Extracted data entries

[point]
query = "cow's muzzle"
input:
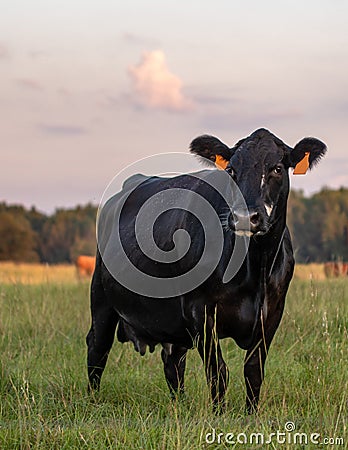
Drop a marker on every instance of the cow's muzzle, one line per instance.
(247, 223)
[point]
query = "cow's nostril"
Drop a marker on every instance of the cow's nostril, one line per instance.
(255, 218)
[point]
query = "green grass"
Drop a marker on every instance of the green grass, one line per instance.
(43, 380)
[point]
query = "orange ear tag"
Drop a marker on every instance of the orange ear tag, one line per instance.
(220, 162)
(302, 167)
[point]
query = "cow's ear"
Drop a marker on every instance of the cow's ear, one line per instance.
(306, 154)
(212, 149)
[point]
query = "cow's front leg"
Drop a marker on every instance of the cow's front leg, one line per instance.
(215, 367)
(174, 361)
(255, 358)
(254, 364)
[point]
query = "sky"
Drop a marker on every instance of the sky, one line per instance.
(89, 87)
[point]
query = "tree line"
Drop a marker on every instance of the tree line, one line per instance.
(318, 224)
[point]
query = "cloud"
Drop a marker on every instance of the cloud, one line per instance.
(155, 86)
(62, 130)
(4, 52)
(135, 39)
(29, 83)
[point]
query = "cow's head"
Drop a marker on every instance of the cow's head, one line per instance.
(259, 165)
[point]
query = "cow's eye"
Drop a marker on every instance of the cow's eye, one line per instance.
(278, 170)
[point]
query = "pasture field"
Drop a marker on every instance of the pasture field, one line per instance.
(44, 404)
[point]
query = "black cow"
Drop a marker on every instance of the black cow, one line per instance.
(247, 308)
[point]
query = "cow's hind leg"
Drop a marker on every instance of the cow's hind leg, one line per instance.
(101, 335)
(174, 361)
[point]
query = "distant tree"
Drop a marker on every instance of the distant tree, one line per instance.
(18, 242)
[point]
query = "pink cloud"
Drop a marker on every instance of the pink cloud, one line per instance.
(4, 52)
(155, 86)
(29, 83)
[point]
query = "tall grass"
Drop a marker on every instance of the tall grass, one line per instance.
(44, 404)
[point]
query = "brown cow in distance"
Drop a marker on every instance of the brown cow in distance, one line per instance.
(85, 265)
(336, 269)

--

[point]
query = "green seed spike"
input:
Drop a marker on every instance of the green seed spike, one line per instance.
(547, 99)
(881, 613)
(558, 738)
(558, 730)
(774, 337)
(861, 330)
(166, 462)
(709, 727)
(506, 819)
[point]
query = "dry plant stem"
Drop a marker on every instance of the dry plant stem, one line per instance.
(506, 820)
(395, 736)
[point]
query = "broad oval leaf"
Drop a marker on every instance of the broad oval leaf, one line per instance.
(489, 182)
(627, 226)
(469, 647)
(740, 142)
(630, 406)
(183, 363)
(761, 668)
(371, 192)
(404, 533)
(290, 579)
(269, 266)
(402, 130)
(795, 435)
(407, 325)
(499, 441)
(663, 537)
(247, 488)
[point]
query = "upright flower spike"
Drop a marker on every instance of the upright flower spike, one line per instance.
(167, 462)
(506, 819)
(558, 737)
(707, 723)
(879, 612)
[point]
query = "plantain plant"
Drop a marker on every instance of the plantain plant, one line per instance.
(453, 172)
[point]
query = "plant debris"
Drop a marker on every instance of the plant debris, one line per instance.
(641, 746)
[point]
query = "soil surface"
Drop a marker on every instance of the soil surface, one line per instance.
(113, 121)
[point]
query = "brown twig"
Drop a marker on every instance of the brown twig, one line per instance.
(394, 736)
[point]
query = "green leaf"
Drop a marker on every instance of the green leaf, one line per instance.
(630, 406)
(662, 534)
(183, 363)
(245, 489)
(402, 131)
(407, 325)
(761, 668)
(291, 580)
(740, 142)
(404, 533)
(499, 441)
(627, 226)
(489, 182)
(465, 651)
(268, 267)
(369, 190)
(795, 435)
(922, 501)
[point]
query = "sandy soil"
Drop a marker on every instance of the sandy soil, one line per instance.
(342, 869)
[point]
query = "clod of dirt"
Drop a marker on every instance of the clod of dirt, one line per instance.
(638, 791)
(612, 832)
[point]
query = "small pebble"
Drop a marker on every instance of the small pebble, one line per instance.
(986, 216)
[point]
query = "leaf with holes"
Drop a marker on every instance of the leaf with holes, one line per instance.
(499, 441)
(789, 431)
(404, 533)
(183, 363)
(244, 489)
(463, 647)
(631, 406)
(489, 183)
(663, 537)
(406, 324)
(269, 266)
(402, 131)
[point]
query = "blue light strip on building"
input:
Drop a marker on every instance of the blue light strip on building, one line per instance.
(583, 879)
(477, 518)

---

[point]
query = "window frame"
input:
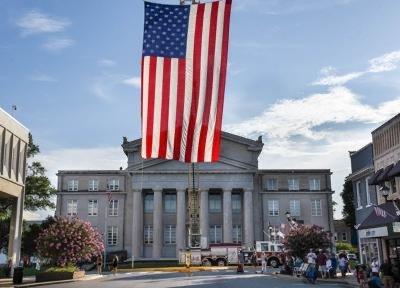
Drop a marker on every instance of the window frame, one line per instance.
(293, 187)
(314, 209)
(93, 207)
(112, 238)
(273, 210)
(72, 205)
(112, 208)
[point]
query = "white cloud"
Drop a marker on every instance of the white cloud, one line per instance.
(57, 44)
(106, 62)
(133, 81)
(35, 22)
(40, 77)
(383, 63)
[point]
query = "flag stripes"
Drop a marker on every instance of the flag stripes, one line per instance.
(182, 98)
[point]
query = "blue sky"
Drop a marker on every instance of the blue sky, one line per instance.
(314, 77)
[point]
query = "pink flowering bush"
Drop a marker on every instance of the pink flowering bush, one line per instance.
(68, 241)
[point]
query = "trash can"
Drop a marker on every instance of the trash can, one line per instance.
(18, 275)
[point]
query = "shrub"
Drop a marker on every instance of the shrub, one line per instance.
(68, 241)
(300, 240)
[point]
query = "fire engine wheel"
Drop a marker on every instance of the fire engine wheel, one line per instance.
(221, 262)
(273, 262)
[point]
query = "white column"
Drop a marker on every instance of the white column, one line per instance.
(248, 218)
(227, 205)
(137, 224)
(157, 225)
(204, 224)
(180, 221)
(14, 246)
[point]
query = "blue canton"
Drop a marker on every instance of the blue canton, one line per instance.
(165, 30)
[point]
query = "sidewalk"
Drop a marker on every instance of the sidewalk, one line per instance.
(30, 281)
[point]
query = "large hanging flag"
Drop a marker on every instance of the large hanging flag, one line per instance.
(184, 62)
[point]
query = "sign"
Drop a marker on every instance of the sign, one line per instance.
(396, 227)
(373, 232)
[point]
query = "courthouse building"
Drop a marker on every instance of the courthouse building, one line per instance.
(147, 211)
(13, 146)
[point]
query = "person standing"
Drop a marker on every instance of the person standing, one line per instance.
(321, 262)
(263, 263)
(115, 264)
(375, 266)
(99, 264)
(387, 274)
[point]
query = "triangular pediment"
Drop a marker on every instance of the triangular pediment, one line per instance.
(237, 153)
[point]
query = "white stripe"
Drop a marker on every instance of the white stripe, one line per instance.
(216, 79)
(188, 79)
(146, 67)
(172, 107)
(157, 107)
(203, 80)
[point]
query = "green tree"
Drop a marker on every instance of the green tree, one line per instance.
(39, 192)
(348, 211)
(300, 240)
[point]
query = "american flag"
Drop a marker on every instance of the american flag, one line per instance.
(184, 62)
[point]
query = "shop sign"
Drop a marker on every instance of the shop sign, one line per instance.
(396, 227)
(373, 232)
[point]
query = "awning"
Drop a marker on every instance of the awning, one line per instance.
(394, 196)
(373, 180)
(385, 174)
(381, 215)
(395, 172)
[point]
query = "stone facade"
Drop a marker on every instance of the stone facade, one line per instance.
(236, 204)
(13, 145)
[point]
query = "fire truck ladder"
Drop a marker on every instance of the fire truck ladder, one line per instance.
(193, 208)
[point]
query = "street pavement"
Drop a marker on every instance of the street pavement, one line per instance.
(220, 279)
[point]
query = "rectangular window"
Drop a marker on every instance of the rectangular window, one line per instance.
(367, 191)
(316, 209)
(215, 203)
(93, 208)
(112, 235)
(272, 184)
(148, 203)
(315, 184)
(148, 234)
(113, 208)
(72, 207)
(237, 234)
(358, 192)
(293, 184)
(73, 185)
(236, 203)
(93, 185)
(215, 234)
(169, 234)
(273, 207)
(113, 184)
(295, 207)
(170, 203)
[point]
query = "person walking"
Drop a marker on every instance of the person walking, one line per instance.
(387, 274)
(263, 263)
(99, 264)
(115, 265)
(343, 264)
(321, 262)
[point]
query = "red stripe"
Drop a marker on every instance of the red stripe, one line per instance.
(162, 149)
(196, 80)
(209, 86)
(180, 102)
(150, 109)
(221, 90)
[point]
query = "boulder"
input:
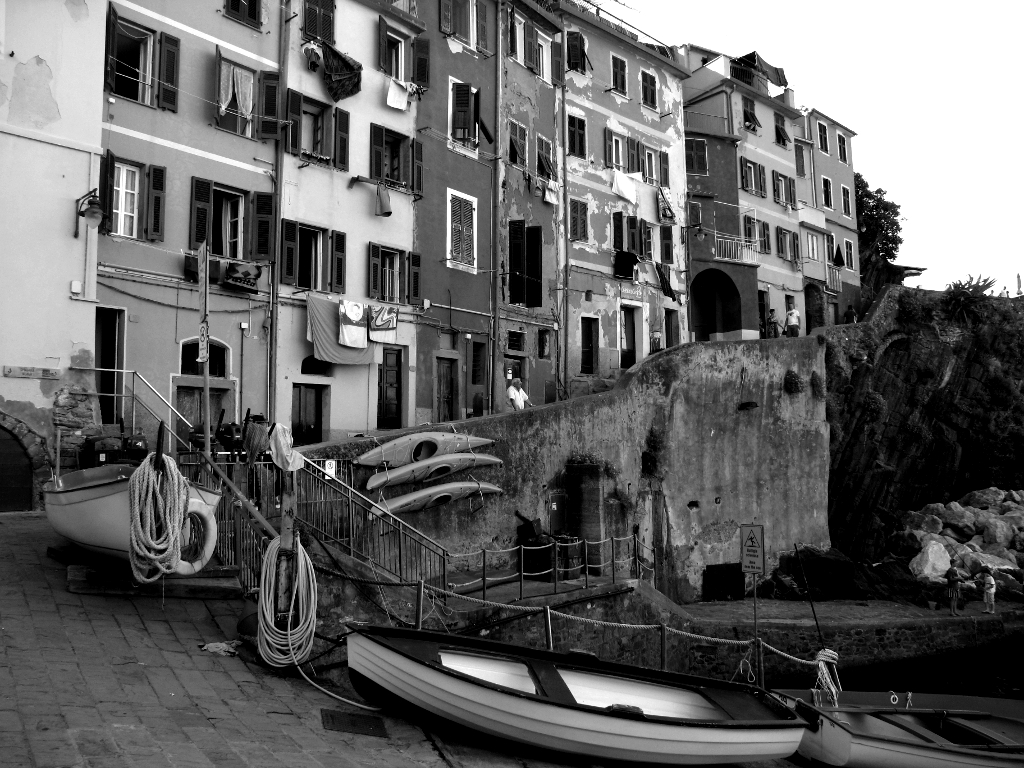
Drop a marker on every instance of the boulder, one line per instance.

Task to carry out -> Check each line of the entries above, and show every one holding the word "boulder".

Result of this task ->
query = "boulder"
Drop a marker on every instance of the boulder, one line per instance.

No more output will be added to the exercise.